Activity — Go through the records underneath and write each one out again exactly.

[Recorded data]
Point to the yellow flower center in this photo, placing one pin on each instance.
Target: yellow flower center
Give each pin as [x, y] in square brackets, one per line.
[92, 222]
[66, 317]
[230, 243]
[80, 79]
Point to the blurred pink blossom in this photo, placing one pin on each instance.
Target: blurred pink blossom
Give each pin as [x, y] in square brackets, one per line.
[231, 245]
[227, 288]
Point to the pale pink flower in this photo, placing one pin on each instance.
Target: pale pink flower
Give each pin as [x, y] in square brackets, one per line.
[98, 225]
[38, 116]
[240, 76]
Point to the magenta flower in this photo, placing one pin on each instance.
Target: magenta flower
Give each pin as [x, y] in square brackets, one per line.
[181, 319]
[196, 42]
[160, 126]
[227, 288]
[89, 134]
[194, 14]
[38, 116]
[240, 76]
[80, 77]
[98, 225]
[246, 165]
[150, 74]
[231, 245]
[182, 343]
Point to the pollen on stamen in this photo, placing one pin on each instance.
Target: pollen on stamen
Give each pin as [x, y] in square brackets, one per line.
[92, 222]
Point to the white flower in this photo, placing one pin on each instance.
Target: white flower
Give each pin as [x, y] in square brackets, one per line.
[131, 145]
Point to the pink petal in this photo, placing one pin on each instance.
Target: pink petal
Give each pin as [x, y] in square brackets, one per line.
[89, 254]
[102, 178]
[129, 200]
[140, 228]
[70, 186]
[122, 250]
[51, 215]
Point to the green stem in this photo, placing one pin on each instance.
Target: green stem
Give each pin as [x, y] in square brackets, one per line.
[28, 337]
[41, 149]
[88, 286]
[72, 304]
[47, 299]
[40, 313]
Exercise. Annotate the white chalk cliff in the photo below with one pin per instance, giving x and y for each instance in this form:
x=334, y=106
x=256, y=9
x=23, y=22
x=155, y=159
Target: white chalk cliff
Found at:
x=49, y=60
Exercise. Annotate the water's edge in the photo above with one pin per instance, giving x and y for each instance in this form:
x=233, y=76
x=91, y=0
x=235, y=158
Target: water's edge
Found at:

Output —
Point to the yellow flower center in this photo, placing one pin on each instance.
Target: yellow flower center
Give each pin as [x, y] in square brackets, one per line.
[92, 222]
[66, 317]
[230, 243]
[80, 79]
Point to the blurred pink blossom in this photo, placing one pin on each instance.
Target: blurred pink blossom
Give each pin as [x, y] in square brackets, one per line.
[231, 245]
[227, 288]
Point to the pale pink flower in this photo, placing one pin on each instance.
Target: pale pink flower
Give each pin as [x, y] in square brackets, one per line.
[98, 225]
[38, 116]
[240, 76]
Point to the magenta flower in this photo, placing one pin on each instance.
Target: magenta flower
Give each pin as [x, y] in square brackets, one per line.
[181, 319]
[196, 42]
[160, 126]
[227, 288]
[89, 134]
[194, 14]
[38, 116]
[240, 76]
[80, 77]
[98, 225]
[246, 165]
[150, 74]
[231, 245]
[182, 343]
Point to the pollen on stamen in this photo, placing one pin on each instance.
Target: pollen on stamen
Give each pin as [x, y] in square brackets, one per line.
[92, 222]
Point to the white flower in this photo, placing one pin on each instance.
Target: white flower
Give each pin as [x, y] in square brackets, one per line.
[131, 145]
Point to the pink petal in this photo, placing one pin on each instance.
Target: pink petal
Give each pin as [x, y] in square brackets, one per line.
[89, 254]
[102, 178]
[129, 200]
[140, 228]
[70, 186]
[122, 250]
[51, 215]
Point to the green stem in this photo, placing one pin on each instance.
Target: green stem
Give each pin as [x, y] in square brackets, one per line.
[28, 337]
[41, 149]
[88, 286]
[72, 304]
[47, 299]
[40, 313]
Exercise. Annotate the white chalk cliff in the photo below with one pin per instance, giving x and y for each instance in this form:
x=334, y=106
x=256, y=9
x=23, y=22
x=155, y=159
Target: white chalk cliff
Found at:
x=49, y=60
Exercise. Annotate the water's edge in the photo above with one pin per instance, giving x and y for each instance in this form:
x=233, y=76
x=91, y=0
x=235, y=158
Target: water's edge
Found at:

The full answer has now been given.